TASK OBJECTIVE: Which lines in the data below contain the word "target"? Copy each of them.

[Stored data entries]
----------------------------------------

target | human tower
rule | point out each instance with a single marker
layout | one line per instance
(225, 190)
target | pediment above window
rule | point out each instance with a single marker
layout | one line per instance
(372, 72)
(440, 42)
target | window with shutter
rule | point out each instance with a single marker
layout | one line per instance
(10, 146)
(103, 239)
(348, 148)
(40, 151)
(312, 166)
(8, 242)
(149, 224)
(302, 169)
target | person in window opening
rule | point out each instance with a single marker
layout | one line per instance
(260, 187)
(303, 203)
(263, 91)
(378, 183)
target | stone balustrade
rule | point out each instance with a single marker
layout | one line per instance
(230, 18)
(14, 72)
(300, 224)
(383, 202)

----------------------------------------

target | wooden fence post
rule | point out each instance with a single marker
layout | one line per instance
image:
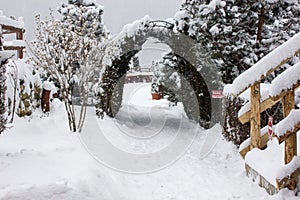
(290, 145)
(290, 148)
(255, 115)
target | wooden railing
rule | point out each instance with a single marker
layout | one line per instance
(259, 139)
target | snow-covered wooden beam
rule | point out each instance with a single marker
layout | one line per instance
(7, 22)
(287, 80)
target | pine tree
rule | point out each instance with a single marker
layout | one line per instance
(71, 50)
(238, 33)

----------------------------------------

RESPONSE:
target | human tower
target | pediment above window
target | window with shutter
target | person in window opening
target | stone balustrade
target | wooden fence post
target | wooden railing
target | snow-covered wooden beam
target | pine tree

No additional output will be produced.